■ Exercise instructions: Look below for the line with "white sneaker, once", then repeat it and all lines after it, exactly, minus any pictures.

■ Data shown:

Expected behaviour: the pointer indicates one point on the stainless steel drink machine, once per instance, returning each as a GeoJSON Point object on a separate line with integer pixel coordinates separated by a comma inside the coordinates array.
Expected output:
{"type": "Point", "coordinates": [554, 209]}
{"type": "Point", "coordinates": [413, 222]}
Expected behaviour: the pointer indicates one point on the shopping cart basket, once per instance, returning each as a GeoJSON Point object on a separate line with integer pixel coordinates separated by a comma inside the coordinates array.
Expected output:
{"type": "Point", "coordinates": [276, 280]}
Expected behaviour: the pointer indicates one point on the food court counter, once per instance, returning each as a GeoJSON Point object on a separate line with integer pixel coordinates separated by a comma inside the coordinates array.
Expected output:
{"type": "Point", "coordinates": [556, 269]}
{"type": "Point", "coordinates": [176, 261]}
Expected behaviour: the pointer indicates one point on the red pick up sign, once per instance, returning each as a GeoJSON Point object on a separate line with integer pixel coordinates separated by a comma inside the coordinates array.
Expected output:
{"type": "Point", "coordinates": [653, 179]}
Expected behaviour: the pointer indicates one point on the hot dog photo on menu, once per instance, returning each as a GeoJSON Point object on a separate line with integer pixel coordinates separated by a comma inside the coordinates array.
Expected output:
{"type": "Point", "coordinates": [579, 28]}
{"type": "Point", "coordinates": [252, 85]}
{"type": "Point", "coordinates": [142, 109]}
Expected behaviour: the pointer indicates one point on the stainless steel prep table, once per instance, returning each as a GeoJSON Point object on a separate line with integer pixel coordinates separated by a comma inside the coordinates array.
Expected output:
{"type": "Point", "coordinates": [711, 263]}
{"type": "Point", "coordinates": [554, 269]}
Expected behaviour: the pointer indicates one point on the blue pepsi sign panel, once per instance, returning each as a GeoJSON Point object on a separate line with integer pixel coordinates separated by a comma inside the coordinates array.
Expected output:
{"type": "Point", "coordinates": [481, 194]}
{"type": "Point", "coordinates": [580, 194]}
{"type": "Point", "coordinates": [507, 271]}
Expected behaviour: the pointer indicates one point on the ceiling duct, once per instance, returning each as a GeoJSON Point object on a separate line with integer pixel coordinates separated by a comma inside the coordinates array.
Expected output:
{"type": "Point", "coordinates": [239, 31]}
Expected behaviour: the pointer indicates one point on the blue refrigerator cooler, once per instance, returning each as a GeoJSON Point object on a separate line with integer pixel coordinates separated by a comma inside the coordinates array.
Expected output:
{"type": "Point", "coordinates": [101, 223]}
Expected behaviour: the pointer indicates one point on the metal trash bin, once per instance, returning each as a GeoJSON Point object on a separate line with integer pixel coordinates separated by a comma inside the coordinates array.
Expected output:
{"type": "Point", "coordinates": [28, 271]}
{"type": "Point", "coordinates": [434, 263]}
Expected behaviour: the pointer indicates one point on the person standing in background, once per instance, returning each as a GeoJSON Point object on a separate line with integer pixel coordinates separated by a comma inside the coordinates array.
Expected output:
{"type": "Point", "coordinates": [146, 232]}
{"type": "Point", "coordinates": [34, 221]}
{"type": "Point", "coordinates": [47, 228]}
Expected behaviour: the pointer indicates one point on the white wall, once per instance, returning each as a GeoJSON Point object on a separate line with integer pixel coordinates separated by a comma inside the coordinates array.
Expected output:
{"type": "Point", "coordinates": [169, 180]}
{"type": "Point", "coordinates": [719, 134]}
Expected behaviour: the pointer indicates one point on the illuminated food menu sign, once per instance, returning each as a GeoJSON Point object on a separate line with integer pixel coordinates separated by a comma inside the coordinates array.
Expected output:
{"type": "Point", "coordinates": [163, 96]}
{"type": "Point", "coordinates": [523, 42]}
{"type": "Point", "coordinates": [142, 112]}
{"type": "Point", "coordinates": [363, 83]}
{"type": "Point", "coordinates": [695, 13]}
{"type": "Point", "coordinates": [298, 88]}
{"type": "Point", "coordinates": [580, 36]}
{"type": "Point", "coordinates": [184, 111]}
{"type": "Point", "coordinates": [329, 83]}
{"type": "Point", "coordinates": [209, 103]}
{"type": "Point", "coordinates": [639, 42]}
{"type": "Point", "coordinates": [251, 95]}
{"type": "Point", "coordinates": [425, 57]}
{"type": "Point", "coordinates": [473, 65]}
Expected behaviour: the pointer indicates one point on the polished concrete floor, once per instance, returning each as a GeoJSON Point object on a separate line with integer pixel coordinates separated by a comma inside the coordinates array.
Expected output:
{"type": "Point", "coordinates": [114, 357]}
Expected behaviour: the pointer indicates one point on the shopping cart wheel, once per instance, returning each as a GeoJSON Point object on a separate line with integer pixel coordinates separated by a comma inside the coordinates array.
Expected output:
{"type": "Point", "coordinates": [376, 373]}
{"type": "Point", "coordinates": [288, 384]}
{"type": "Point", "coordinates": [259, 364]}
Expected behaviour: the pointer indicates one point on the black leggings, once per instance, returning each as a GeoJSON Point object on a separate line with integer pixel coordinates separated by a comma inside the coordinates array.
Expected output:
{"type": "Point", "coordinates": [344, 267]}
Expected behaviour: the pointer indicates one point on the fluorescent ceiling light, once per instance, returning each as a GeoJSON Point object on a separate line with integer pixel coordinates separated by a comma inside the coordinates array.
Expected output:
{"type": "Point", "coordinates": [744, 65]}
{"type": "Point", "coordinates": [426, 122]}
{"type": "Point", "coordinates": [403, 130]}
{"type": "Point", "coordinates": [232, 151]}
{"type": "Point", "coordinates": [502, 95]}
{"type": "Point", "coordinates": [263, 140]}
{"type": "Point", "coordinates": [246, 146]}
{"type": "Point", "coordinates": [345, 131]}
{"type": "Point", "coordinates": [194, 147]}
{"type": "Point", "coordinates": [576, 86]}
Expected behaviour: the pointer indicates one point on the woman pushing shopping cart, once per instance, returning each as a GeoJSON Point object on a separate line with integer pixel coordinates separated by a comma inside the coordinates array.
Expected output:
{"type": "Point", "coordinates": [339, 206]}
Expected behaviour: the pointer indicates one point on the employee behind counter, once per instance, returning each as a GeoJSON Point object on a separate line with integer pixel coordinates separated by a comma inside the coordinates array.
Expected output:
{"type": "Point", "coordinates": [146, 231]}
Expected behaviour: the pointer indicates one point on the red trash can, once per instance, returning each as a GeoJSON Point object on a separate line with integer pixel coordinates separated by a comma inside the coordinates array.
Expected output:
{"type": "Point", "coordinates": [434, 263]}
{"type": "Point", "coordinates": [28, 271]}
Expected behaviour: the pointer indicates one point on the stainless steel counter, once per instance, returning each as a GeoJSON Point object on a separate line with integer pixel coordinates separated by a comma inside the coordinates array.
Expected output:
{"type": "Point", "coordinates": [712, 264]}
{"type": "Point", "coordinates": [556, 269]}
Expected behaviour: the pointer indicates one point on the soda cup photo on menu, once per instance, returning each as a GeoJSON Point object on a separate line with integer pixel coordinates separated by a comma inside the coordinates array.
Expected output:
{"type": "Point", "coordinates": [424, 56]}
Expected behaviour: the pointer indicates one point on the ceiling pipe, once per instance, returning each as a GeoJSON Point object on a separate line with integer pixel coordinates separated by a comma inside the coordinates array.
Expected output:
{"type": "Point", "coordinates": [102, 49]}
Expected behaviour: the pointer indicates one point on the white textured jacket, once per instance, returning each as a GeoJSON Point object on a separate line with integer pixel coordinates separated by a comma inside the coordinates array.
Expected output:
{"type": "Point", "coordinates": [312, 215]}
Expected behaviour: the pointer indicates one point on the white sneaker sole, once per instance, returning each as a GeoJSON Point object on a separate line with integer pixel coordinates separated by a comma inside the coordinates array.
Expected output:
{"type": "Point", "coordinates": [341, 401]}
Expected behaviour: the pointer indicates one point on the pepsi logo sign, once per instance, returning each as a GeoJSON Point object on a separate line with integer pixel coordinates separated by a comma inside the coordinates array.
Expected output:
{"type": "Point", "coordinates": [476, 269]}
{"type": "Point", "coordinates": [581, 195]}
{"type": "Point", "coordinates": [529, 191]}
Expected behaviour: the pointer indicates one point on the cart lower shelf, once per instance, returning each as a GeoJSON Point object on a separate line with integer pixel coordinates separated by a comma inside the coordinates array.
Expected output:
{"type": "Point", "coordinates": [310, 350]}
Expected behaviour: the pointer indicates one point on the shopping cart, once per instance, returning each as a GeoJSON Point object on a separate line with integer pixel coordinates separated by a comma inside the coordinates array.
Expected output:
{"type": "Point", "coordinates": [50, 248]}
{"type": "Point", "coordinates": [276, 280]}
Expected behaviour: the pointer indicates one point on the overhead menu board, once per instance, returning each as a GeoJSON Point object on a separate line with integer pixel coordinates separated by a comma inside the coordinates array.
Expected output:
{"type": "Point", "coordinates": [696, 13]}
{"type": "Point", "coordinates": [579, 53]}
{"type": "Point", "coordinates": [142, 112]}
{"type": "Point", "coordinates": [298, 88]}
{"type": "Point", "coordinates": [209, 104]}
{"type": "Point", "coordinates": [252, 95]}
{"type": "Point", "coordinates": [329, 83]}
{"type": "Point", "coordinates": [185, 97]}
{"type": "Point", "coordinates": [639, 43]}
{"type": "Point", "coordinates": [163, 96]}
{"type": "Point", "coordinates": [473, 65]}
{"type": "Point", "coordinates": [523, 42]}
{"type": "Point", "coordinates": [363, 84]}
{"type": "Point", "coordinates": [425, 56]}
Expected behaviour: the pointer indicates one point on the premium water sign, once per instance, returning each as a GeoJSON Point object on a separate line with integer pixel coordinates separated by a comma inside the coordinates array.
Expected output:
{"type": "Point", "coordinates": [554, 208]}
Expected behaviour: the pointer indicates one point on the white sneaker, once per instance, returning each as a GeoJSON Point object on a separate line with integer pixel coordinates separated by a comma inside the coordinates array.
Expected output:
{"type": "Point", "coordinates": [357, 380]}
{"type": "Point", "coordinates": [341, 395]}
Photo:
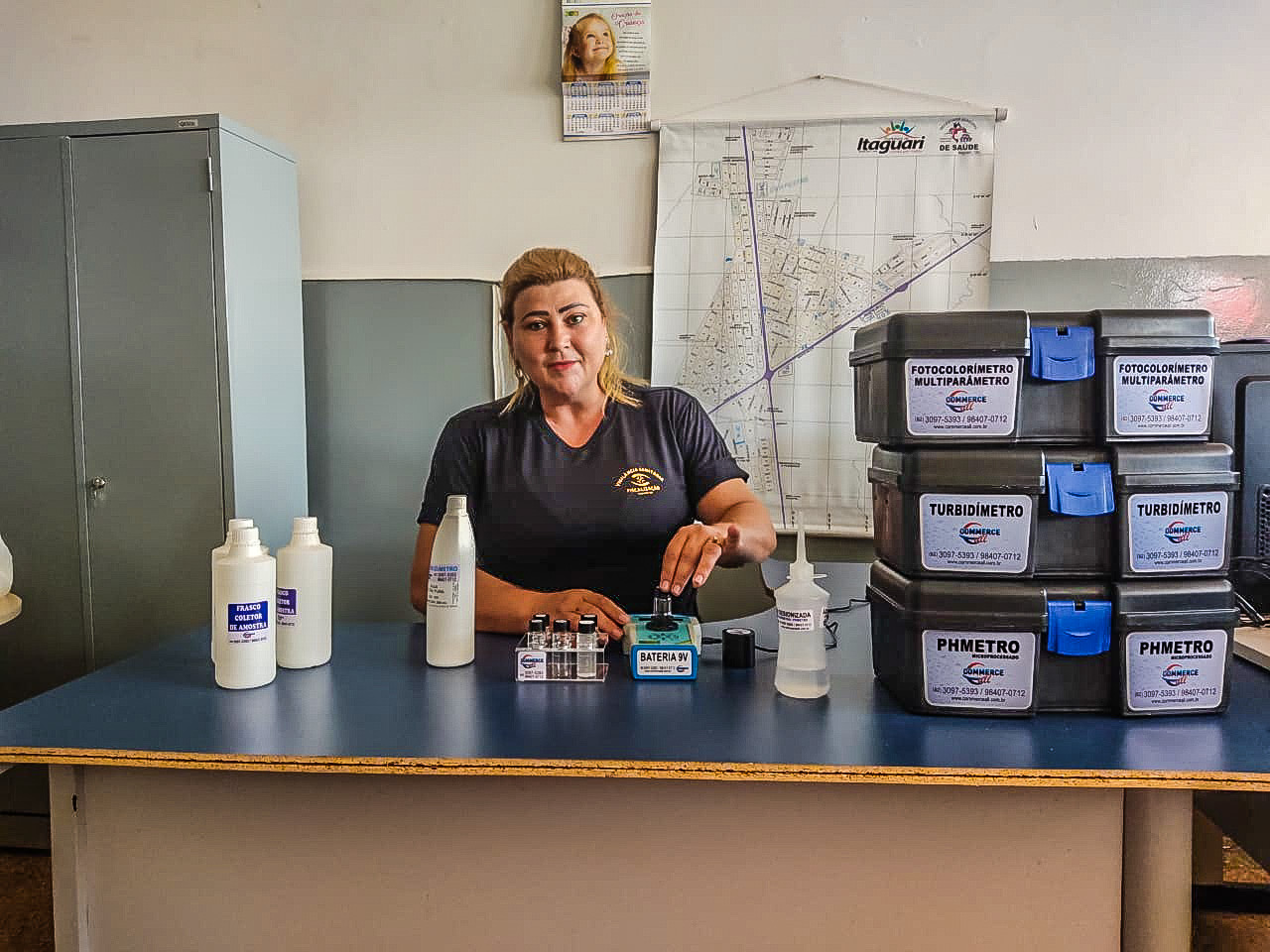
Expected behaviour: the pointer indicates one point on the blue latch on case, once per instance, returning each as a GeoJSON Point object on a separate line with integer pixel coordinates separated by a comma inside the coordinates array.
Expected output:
{"type": "Point", "coordinates": [1080, 489]}
{"type": "Point", "coordinates": [1062, 353]}
{"type": "Point", "coordinates": [1080, 629]}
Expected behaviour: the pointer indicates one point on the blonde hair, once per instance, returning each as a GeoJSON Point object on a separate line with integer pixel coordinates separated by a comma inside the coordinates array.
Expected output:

■ Task response:
Expected behaviour: the pointer indicates one point on the white sneaker, once per instance, returning each as a GeoJSON Point object on a separate line with integer pixel coordinates separated by a comma inside the coordinates array.
Expected output:
{"type": "Point", "coordinates": [357, 380]}
{"type": "Point", "coordinates": [341, 395]}
Photo:
Expected behaviour: the pointer indicates one point on the blue latch on case, once per instance, returning each as a GeoJSON Point object on a separate line with integer pixel coordinates separated by a comma inside the coordinates array.
Expected output:
{"type": "Point", "coordinates": [1080, 489]}
{"type": "Point", "coordinates": [1062, 353]}
{"type": "Point", "coordinates": [1080, 629]}
Expected behaviour: the pointer indicates one point on the blonde hair, once per instance, returning each as a GeoJSON Point object on a separate line with integer pixel coordinates separated by a comma inside the coordinates array.
Expected output:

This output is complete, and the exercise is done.